* [WHAT IS NEEDED]: Reproduce verbatim the portion of the data that begins at its start and ends with the line containing "128 279 L 102", including both ends. Omit the pictures from your reply.

Region annotation data
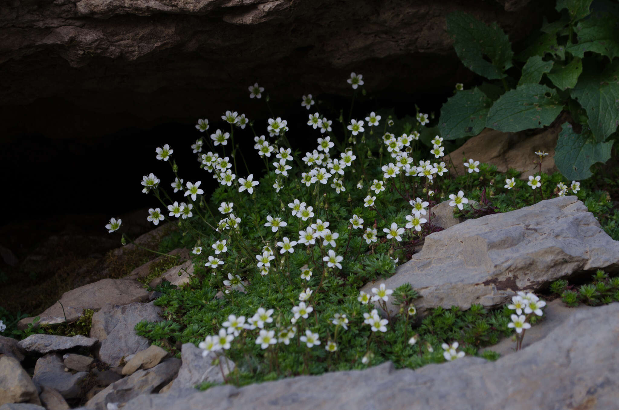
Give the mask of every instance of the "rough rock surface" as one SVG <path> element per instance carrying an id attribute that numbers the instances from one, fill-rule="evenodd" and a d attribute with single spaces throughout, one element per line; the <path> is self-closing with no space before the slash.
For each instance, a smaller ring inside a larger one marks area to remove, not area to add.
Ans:
<path id="1" fill-rule="evenodd" d="M 128 279 L 102 279 L 77 289 L 69 290 L 56 302 L 41 313 L 41 325 L 64 323 L 64 317 L 72 321 L 82 315 L 84 309 L 100 309 L 106 303 L 128 305 L 135 302 L 149 300 L 149 294 L 141 284 Z M 62 303 L 62 305 L 61 305 Z M 64 312 L 63 312 L 63 306 Z M 25 329 L 34 318 L 26 318 L 19 321 L 18 328 Z"/>
<path id="2" fill-rule="evenodd" d="M 619 403 L 619 303 L 577 311 L 548 336 L 494 362 L 480 357 L 396 370 L 303 376 L 238 388 L 141 396 L 125 410 L 613 409 Z M 540 387 L 543 386 L 543 389 Z"/>
<path id="3" fill-rule="evenodd" d="M 52 352 L 61 352 L 74 347 L 92 347 L 97 340 L 77 334 L 71 338 L 66 336 L 31 334 L 19 342 L 19 346 L 27 352 L 37 352 L 41 354 Z"/>
<path id="4" fill-rule="evenodd" d="M 213 364 L 217 358 L 214 352 L 209 352 L 206 357 L 202 355 L 202 349 L 193 343 L 185 343 L 181 348 L 181 359 L 183 365 L 178 372 L 178 376 L 174 380 L 170 391 L 178 391 L 186 388 L 193 388 L 202 382 L 223 383 L 224 375 L 227 375 L 235 369 L 235 364 L 225 357 L 220 357 L 219 364 Z"/>
<path id="5" fill-rule="evenodd" d="M 530 0 L 3 2 L 0 102 L 9 107 L 0 124 L 67 137 L 171 118 L 191 123 L 224 105 L 248 111 L 255 102 L 247 87 L 255 81 L 280 101 L 297 101 L 307 89 L 348 95 L 345 79 L 355 71 L 371 90 L 451 88 L 472 76 L 445 30 L 446 14 L 461 10 L 498 21 L 515 41 L 553 6 Z M 102 115 L 108 121 L 99 121 Z"/>
<path id="6" fill-rule="evenodd" d="M 0 406 L 24 402 L 41 404 L 37 388 L 17 359 L 0 357 Z"/>
<path id="7" fill-rule="evenodd" d="M 11 356 L 21 362 L 24 360 L 24 349 L 19 346 L 19 342 L 12 338 L 6 338 L 0 336 L 0 354 Z"/>
<path id="8" fill-rule="evenodd" d="M 64 371 L 64 364 L 58 354 L 50 354 L 37 360 L 32 381 L 37 385 L 57 390 L 67 399 L 80 397 L 82 381 L 88 376 L 85 372 L 75 374 Z"/>
<path id="9" fill-rule="evenodd" d="M 151 302 L 108 304 L 96 312 L 92 315 L 90 336 L 101 341 L 99 359 L 110 366 L 118 366 L 123 357 L 147 349 L 150 346 L 148 340 L 136 334 L 134 328 L 142 320 L 162 320 L 161 312 L 161 308 Z"/>
<path id="10" fill-rule="evenodd" d="M 393 276 L 362 290 L 410 283 L 422 297 L 415 304 L 423 314 L 438 306 L 497 307 L 517 290 L 598 268 L 619 270 L 619 241 L 576 196 L 563 196 L 431 233 Z"/>
<path id="11" fill-rule="evenodd" d="M 146 370 L 154 367 L 168 355 L 168 352 L 159 346 L 150 345 L 148 349 L 133 355 L 133 357 L 123 368 L 123 375 L 133 374 L 139 369 Z"/>
<path id="12" fill-rule="evenodd" d="M 121 378 L 97 393 L 88 401 L 89 409 L 105 410 L 108 403 L 122 404 L 140 395 L 157 393 L 172 380 L 181 367 L 181 360 L 168 359 L 152 369 L 137 370 Z"/>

* [SOLUTION FOR THIS PROBLEM]:
Give the mask of every instance of the "rough rock surface" as one SVG <path> element per instance carrying an id attribute that numbers the instances from one, fill-rule="evenodd" and a d attribute with single spaces throughout, one element per line; the <path> is self-closing with no space before the slash.
For each instance, a smaller ring inside a larger one marks area to remove, not area to add.
Ans:
<path id="1" fill-rule="evenodd" d="M 128 279 L 102 279 L 77 289 L 69 290 L 56 302 L 41 313 L 41 325 L 64 323 L 64 317 L 72 321 L 82 315 L 84 309 L 100 309 L 106 303 L 128 305 L 135 302 L 149 300 L 149 294 L 141 284 Z M 62 303 L 62 305 L 61 305 Z M 64 312 L 63 312 L 63 306 Z M 25 329 L 34 318 L 26 318 L 19 321 L 18 328 Z"/>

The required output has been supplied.